(Stored data)
[Start of Attachment]

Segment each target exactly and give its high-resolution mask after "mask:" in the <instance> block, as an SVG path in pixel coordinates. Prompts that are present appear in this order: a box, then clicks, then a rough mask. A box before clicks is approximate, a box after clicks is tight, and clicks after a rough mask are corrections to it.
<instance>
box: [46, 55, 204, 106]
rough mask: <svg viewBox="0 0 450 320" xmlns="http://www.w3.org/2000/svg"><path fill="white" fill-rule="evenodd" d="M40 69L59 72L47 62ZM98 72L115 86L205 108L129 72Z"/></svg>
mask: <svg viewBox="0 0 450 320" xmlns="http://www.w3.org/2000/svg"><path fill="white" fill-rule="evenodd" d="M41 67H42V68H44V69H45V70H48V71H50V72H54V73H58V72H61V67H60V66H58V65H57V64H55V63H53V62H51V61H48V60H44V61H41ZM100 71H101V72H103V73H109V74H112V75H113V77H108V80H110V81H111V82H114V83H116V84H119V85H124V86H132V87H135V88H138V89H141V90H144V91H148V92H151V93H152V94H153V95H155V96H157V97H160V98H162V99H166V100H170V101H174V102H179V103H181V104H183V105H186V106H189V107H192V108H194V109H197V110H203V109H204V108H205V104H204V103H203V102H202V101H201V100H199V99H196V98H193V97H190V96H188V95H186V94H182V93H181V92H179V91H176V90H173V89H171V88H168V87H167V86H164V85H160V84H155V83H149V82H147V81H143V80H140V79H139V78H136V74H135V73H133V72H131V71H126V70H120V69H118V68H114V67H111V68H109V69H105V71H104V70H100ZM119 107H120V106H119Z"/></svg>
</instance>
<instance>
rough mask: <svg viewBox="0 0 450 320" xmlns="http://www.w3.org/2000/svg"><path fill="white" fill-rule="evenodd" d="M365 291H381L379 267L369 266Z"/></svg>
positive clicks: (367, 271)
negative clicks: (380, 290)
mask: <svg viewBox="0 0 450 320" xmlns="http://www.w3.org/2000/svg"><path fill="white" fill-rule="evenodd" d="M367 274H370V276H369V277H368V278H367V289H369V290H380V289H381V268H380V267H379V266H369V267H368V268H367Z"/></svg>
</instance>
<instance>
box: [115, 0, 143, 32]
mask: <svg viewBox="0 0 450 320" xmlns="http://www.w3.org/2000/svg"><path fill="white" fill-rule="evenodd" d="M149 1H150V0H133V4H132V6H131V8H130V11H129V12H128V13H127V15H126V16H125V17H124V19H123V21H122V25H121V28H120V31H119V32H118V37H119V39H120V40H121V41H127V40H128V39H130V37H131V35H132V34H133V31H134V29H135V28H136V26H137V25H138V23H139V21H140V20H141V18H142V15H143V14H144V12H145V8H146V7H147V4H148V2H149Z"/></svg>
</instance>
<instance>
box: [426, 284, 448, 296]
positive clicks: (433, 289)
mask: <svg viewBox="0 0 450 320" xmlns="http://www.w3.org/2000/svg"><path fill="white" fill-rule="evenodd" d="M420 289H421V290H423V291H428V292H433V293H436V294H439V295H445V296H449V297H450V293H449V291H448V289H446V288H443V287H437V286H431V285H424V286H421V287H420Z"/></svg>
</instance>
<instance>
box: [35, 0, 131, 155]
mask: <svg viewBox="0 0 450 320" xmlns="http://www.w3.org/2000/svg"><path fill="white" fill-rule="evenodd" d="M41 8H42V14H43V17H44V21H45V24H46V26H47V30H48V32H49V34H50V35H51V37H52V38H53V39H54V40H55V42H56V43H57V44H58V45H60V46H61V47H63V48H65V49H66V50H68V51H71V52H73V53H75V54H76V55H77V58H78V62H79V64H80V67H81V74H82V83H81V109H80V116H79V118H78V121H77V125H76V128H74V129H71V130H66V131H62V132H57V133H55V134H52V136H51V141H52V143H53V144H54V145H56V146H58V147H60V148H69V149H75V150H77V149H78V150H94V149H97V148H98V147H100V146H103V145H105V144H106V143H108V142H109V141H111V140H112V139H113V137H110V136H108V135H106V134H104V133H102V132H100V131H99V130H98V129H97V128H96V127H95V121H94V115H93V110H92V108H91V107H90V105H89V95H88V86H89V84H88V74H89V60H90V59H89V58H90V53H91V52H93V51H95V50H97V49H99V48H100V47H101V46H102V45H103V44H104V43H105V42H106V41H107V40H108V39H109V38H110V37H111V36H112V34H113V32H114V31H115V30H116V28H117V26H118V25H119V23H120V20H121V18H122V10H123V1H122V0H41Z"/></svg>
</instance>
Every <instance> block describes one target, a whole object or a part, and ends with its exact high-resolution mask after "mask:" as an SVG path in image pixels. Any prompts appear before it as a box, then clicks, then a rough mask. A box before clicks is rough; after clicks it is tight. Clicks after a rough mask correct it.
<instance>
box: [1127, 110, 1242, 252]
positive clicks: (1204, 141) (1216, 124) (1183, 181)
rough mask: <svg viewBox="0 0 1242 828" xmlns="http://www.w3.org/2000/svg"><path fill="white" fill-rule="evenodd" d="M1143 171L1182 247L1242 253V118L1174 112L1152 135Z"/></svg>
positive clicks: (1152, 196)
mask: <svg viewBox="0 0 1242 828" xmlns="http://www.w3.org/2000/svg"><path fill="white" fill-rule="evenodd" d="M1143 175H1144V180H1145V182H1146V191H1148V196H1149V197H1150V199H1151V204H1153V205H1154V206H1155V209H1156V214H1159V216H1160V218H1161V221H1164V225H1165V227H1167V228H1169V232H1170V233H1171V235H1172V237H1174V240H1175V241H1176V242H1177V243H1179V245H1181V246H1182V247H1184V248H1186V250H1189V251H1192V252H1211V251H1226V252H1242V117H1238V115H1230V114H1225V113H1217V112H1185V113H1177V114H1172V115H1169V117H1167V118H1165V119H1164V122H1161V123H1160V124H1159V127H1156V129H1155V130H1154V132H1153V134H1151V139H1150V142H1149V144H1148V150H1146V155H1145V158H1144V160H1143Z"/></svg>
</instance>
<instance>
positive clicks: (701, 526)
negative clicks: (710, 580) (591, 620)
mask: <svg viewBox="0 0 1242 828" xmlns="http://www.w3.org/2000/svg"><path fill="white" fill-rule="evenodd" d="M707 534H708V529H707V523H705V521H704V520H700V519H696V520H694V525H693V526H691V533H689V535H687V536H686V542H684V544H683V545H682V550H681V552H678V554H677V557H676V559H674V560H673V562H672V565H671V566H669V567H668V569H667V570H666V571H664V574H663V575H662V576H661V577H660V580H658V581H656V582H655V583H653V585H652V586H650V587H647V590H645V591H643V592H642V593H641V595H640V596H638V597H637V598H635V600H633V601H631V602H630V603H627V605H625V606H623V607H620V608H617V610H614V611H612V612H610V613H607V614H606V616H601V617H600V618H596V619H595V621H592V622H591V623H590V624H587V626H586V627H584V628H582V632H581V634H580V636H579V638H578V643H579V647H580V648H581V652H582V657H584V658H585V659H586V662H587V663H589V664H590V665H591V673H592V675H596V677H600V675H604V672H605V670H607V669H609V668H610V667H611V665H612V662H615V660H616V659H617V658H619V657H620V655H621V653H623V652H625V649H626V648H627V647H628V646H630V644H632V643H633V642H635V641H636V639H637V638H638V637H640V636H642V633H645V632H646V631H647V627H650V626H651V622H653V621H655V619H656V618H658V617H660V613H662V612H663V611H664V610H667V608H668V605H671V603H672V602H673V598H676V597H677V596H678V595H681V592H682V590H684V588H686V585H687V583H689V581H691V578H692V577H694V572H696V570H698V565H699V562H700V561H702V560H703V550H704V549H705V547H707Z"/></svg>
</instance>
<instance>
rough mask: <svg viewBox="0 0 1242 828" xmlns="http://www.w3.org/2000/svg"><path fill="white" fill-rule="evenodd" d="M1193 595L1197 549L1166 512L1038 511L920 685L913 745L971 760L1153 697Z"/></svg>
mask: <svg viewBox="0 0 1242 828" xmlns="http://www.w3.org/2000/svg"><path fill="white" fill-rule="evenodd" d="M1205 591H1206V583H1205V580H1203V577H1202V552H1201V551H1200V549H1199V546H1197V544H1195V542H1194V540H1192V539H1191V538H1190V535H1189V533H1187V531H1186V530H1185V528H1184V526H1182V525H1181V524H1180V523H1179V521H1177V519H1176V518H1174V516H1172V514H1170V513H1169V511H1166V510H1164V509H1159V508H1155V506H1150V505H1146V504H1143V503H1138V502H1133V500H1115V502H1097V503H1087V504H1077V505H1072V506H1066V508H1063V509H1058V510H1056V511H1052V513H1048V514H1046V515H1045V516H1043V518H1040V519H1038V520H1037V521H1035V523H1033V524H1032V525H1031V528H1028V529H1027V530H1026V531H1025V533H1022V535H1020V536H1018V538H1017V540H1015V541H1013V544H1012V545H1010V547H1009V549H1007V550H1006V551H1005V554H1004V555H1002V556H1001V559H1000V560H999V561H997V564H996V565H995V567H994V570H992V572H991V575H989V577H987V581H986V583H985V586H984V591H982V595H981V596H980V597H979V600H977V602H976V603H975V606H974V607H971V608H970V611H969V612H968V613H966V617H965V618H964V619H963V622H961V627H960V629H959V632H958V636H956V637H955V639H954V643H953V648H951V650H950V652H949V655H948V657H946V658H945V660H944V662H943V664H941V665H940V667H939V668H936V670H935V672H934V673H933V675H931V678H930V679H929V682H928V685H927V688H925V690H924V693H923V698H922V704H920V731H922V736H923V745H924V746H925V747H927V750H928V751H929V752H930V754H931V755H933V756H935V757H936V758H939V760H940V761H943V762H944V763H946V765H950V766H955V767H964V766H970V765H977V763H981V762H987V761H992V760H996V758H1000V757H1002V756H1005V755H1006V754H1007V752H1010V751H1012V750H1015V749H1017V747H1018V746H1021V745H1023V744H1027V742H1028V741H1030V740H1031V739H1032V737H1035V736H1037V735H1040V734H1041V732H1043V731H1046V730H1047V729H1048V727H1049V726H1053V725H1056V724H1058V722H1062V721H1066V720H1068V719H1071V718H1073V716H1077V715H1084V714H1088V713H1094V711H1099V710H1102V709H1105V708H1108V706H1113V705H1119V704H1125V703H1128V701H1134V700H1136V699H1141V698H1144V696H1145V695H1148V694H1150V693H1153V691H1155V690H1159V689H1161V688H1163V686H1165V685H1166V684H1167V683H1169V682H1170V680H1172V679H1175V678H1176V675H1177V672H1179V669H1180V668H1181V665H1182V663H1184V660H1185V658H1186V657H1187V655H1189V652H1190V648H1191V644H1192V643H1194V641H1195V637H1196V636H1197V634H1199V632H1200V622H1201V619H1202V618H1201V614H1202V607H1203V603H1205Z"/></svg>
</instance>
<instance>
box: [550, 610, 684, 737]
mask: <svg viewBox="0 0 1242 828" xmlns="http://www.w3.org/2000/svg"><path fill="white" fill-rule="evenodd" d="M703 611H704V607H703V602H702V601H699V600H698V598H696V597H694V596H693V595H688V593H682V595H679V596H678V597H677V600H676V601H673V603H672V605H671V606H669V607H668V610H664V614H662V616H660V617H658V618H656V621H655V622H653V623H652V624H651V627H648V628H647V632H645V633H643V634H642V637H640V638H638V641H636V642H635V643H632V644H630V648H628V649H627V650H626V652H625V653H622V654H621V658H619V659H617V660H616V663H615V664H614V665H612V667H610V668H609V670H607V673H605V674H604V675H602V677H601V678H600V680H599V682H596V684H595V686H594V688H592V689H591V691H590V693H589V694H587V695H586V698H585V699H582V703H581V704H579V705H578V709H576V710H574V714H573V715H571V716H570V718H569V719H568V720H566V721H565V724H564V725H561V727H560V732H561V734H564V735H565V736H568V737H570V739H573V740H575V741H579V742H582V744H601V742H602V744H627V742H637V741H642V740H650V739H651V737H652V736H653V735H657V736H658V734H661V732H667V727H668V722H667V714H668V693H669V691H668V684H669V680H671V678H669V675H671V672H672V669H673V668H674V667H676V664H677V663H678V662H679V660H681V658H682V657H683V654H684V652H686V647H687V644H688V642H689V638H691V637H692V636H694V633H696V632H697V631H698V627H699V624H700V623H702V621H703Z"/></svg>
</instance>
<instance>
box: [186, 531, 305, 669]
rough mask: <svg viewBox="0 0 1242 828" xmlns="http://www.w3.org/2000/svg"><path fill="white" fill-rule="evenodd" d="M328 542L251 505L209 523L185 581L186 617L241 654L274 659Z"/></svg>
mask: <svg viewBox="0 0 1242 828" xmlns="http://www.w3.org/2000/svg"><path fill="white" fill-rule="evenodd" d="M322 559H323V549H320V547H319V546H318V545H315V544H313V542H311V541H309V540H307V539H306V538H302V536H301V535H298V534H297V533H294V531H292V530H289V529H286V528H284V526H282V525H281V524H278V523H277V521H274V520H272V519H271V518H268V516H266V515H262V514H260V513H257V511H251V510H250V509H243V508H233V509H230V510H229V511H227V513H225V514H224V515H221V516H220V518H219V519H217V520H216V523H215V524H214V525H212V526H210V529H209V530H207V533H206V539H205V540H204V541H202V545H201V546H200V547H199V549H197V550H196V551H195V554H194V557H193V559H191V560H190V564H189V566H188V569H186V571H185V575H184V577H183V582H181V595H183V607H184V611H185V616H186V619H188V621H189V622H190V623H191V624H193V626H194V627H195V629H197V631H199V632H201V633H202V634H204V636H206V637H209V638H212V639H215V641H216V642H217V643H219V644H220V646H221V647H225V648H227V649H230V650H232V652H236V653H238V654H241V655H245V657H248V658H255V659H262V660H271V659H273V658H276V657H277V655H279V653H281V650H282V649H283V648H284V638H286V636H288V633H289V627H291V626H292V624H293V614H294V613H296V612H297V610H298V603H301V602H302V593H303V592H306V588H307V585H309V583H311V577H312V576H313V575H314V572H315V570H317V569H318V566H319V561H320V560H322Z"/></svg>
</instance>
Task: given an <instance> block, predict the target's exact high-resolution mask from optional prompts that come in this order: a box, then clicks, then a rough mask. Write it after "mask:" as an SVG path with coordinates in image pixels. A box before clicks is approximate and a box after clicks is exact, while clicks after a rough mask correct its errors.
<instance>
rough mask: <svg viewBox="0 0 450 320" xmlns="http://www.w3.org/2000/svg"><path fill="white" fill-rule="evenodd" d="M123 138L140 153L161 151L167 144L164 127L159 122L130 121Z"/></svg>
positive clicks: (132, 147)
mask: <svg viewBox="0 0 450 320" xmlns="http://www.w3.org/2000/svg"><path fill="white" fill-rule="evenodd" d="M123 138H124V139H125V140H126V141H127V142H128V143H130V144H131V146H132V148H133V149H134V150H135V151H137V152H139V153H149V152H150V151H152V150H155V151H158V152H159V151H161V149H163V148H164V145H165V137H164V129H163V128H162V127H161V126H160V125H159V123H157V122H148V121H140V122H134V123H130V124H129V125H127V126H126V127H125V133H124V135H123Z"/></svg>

[End of Attachment]

> **About this exercise**
Set down exactly the lines that begin the records and continue through the line bearing "box: [46, 55, 204, 106]"; include both ends.

> **Task answer**
Segment each target exactly and give its high-resolution mask after "mask:" in the <instance> block, as an SVG path in pixel coordinates. Prompts that are present appear in this order: a box, then clicks, then a rough mask. A box before clicks is approximate, a box after clicks is tight, and clicks after a rough mask are corrections to it.
<instance>
box: [46, 55, 204, 106]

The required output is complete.